_TASK TO CARRY OUT_. Reproduce the following data verbatim, with every line unchanged.
### LISTED RECORDS ###
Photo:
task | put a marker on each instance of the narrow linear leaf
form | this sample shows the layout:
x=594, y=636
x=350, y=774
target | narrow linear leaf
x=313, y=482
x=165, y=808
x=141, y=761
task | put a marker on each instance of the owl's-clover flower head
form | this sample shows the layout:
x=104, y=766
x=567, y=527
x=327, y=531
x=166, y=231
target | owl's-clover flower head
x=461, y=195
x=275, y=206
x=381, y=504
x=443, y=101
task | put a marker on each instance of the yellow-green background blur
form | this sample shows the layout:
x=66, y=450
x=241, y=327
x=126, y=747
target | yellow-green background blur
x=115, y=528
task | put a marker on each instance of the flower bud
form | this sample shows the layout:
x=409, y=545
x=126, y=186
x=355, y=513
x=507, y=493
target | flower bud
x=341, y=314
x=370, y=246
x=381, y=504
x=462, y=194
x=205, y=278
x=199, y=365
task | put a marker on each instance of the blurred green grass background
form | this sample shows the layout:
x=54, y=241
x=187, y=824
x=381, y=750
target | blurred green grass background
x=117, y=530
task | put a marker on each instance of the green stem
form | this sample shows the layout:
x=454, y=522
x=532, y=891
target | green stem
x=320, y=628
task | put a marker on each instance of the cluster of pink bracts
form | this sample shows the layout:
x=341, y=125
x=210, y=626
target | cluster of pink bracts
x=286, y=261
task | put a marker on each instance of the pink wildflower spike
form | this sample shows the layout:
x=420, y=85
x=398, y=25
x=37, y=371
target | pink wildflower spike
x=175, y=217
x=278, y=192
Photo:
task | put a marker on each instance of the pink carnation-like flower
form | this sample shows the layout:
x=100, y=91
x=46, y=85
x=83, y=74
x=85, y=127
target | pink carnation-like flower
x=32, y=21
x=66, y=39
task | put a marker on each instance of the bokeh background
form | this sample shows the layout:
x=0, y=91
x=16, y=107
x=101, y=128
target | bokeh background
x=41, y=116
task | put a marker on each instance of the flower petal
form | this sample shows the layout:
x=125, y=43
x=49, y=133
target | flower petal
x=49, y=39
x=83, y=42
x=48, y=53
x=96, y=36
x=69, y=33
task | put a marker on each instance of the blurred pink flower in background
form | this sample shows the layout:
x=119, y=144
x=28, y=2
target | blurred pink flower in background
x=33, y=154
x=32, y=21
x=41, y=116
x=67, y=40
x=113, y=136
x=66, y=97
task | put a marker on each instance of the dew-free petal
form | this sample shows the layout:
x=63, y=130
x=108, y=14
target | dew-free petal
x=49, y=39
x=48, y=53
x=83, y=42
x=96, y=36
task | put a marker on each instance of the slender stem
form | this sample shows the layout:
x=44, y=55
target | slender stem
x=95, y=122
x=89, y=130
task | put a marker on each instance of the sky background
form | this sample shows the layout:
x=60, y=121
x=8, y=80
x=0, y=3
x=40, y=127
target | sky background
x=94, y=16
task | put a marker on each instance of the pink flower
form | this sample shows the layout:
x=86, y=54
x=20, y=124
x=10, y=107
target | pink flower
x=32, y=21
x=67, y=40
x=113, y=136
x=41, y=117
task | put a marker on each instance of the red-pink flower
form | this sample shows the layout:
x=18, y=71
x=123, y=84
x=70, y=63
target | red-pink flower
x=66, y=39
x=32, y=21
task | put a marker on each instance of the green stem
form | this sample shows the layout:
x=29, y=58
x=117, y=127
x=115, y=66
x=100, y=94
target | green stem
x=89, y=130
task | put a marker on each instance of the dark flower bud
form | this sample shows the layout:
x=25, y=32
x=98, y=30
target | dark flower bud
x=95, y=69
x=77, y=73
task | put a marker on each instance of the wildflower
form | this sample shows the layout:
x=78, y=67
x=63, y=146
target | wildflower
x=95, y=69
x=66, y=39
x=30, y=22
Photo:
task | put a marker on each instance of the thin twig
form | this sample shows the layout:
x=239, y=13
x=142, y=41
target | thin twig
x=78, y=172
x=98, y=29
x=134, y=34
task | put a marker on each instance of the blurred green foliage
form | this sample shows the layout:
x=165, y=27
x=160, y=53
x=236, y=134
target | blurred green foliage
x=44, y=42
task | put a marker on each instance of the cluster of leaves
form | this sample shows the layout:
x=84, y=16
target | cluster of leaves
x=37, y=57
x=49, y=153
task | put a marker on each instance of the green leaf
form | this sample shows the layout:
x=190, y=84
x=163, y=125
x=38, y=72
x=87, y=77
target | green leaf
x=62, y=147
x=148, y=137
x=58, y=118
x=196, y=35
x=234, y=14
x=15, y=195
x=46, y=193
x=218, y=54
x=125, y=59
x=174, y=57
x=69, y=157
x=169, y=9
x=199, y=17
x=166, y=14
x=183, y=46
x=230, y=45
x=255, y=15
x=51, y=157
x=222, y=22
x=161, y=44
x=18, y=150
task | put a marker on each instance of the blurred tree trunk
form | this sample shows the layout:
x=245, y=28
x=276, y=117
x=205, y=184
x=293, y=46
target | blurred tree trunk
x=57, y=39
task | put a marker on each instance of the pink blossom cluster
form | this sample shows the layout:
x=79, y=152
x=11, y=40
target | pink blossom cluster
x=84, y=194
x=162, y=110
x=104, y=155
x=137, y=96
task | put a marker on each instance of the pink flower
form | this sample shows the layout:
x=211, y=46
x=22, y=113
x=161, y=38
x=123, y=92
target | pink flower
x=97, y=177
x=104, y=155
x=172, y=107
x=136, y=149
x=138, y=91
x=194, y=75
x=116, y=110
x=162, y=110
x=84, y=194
###
_OUTPUT BELOW_.
Photo:
task | put a marker on each instance of the narrow linear leaf
form | this sample shows the layout:
x=594, y=636
x=350, y=774
target | narrow linear leaf
x=313, y=482
x=165, y=808
x=141, y=761
task | put a marker on each instance of the owl's-clover flower head
form | this sample shows the layout:
x=104, y=766
x=567, y=527
x=327, y=531
x=166, y=231
target | owl's-clover flower head
x=461, y=195
x=275, y=206
x=381, y=504
x=443, y=101
task | put a marker on each instance of the yellow-green background blur
form | this sample shows the layout:
x=66, y=450
x=241, y=327
x=126, y=747
target | yellow-green background blur
x=115, y=528
task | put a marker on each instance of the flower bud
form | this sample shows the layout:
x=409, y=545
x=126, y=186
x=355, y=513
x=507, y=493
target | flower bud
x=341, y=314
x=370, y=246
x=381, y=504
x=462, y=194
x=205, y=278
x=199, y=365
task | put a marker on each instance of the blurred green grass background
form | this sample shows the layout:
x=54, y=241
x=187, y=824
x=381, y=750
target | blurred green grass background
x=117, y=530
task | put a marker on each instance of the green stem
form | this sample shows the layout:
x=454, y=522
x=532, y=891
target | green stem
x=320, y=628
task | put a marker on each instance of the cluster of pink bracts
form | this sample shows the layout:
x=341, y=125
x=210, y=626
target | cluster of pink bracts
x=286, y=261
task | put a marker on each instance of the pink wildflower spike
form | this sample shows the layout:
x=420, y=85
x=398, y=25
x=37, y=371
target | pink wildflower spike
x=175, y=217
x=278, y=192
Photo:
task | put a marker on each instance of the pink carnation-like flower
form | this sample shows the layout:
x=100, y=91
x=46, y=85
x=83, y=74
x=85, y=127
target | pink carnation-like flower
x=32, y=21
x=66, y=39
task | put a marker on each instance of the bokeh background
form | this sample shows the layout:
x=0, y=91
x=16, y=107
x=101, y=128
target | bokeh background
x=41, y=116
task | put a marker on each instance of the flower petal
form | this sample shows the layout:
x=125, y=43
x=49, y=133
target | flower petal
x=49, y=39
x=83, y=42
x=48, y=53
x=96, y=36
x=69, y=33
task | put a marker on each instance of the blurred pink flower in background
form | this sample shows the layout:
x=119, y=144
x=28, y=2
target | blurred pink flower in background
x=33, y=154
x=32, y=21
x=41, y=116
x=67, y=40
x=113, y=136
x=66, y=97
task | put a marker on each instance of the dew-free petal
form | this sample shows the layout:
x=63, y=130
x=108, y=14
target | dew-free petal
x=49, y=39
x=48, y=53
x=83, y=42
x=96, y=36
task | put a marker on each instance of the slender stem
form | this sample shows the layout:
x=44, y=55
target | slender stem
x=95, y=122
x=89, y=130
task | put a marker on each instance of the sky background
form | this sample shows the layout:
x=60, y=121
x=8, y=80
x=0, y=3
x=40, y=127
target | sky background
x=94, y=16
task | put a marker on each instance of the pink flower
form | this sample shows the layout:
x=86, y=54
x=20, y=124
x=10, y=107
target | pink flower
x=32, y=21
x=67, y=40
x=113, y=136
x=41, y=117
task | put a marker on each instance of the red-pink flower
form | this sample shows the layout:
x=18, y=71
x=123, y=84
x=70, y=63
target | red-pink flower
x=66, y=39
x=32, y=21
task | put a marker on each instance of the green stem
form | this sample shows the layout:
x=29, y=58
x=117, y=127
x=115, y=66
x=100, y=94
target | green stem
x=89, y=130
task | put a marker on each instance of the dark flower bud
form | this sample shows the layout:
x=25, y=32
x=98, y=30
target | dark flower bud
x=95, y=69
x=77, y=73
task | put a marker on each instance of the wildflower
form | this sample shows the layout:
x=78, y=67
x=63, y=146
target | wildflower
x=95, y=69
x=66, y=39
x=30, y=22
Photo:
task | put a marker on each instance of the thin twig
form | this sample shows the layout:
x=239, y=13
x=142, y=41
target | thin twig
x=78, y=172
x=98, y=29
x=134, y=34
task | put a marker on each instance of the blurred green foliage
form | this sample shows the layout:
x=165, y=27
x=160, y=53
x=236, y=134
target | blurred green foliage
x=44, y=42
task | put a marker on each instance of the cluster of leaves
form | this sample shows the layout:
x=84, y=16
target | cluster of leaves
x=37, y=57
x=49, y=153
task | put a marker on each instance of the green leaf
form | this sample shows the layout:
x=190, y=84
x=163, y=125
x=38, y=72
x=87, y=77
target | green leaf
x=62, y=147
x=148, y=137
x=58, y=118
x=196, y=35
x=234, y=14
x=15, y=195
x=46, y=193
x=218, y=54
x=125, y=59
x=174, y=57
x=69, y=157
x=169, y=9
x=199, y=17
x=166, y=14
x=183, y=46
x=230, y=45
x=255, y=15
x=51, y=157
x=222, y=22
x=161, y=44
x=18, y=150
task | put a marker on each instance of the blurred tree trunk
form | this sample shows the layout:
x=245, y=28
x=276, y=117
x=205, y=184
x=293, y=46
target | blurred tree trunk
x=57, y=39
task | put a marker on each instance of the pink blossom cluster
form | this sample shows the layout:
x=79, y=152
x=11, y=40
target | pink blossom cluster
x=84, y=194
x=162, y=110
x=104, y=155
x=137, y=96
task | put a marker on each instance of the pink flower
form | this sample shows the layout:
x=211, y=46
x=22, y=113
x=161, y=38
x=123, y=92
target | pink flower
x=97, y=177
x=104, y=155
x=172, y=107
x=136, y=149
x=138, y=91
x=194, y=75
x=116, y=110
x=162, y=110
x=84, y=194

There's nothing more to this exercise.